• _The exercise_
Format the records as a numbered list, starting at the first line and ending at the line containing "Outlines of the". Include both of those lines and omit any blank lines.

*-*-*

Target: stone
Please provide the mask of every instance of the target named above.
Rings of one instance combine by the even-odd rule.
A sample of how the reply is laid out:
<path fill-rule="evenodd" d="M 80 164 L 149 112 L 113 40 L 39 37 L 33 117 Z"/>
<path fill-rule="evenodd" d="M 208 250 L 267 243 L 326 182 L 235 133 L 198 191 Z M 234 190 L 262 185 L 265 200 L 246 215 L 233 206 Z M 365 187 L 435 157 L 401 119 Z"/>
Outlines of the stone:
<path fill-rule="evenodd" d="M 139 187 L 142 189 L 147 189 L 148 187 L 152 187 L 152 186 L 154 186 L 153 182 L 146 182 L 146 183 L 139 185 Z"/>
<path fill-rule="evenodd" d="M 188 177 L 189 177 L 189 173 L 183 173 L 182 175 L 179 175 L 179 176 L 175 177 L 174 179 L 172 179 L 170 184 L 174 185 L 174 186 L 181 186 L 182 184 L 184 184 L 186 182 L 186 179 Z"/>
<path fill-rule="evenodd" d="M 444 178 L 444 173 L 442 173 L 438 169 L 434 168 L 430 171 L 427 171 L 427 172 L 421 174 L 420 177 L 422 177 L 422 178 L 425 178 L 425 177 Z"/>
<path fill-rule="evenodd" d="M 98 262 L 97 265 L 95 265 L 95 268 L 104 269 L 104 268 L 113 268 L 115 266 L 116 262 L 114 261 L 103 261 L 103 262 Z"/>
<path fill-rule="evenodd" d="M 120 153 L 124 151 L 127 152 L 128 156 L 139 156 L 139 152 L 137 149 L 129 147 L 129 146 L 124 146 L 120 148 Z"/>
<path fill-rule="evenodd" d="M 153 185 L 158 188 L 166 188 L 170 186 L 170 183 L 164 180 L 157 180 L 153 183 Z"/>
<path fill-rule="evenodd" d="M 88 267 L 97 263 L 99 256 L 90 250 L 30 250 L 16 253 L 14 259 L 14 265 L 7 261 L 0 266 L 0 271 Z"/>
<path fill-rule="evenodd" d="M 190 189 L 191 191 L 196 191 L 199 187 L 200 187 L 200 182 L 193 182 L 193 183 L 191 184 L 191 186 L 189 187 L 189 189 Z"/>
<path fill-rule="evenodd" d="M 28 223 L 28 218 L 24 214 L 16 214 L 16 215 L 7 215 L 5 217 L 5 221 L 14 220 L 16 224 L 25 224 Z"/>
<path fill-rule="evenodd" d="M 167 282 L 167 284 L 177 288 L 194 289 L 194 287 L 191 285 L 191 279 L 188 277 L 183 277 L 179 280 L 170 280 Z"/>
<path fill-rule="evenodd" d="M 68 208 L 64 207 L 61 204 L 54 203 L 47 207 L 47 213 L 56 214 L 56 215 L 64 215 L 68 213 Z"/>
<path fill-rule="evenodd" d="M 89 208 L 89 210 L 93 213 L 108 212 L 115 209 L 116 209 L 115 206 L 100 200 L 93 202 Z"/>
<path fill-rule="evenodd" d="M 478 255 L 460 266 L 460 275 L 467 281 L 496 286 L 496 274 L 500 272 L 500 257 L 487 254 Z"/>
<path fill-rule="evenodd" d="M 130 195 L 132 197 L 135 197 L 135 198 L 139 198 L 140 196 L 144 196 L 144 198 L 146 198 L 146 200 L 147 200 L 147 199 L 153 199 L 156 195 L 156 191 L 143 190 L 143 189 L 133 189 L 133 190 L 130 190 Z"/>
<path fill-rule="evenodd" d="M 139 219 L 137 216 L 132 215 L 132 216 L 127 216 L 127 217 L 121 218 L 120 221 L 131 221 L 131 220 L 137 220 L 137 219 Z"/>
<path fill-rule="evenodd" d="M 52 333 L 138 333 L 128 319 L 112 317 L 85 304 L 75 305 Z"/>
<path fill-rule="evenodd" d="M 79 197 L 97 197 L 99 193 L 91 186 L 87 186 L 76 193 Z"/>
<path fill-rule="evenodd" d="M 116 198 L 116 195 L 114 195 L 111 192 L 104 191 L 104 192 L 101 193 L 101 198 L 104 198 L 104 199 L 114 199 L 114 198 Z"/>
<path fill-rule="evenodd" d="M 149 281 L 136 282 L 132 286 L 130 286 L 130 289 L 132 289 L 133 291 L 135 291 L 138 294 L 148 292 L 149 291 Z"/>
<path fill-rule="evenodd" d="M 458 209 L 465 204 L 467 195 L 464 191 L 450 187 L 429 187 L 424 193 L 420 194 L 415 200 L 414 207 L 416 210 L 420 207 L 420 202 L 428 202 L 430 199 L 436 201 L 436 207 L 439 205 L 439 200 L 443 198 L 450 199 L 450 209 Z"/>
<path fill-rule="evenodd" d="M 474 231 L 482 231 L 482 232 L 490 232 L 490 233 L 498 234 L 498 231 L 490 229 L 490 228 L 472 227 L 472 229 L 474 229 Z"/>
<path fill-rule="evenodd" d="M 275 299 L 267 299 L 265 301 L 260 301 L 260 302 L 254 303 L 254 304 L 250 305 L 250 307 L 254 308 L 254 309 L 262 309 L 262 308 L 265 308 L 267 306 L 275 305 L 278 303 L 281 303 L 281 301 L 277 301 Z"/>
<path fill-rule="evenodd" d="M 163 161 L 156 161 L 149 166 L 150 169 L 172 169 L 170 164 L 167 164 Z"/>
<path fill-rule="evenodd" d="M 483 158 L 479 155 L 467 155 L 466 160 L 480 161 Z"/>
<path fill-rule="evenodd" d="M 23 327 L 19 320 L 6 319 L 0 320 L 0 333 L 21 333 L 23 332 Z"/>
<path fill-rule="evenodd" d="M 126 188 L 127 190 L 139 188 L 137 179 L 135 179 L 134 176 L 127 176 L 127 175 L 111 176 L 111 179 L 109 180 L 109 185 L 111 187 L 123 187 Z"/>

*-*-*

• _Exercise result_
1. Target: stone
2. Please provide the mask of every instance of the target named above.
3. Rings of one instance combine by the even-odd rule.
4. A sample of how the reply is laid out:
5. <path fill-rule="evenodd" d="M 80 164 L 149 112 L 113 40 L 39 37 L 33 117 Z"/>
6. <path fill-rule="evenodd" d="M 208 250 L 267 243 L 326 182 L 235 133 L 198 191 Z M 234 190 L 262 185 L 265 200 L 246 215 L 233 206 Z M 365 187 L 435 157 L 401 119 Z"/>
7. Outlines of the stone:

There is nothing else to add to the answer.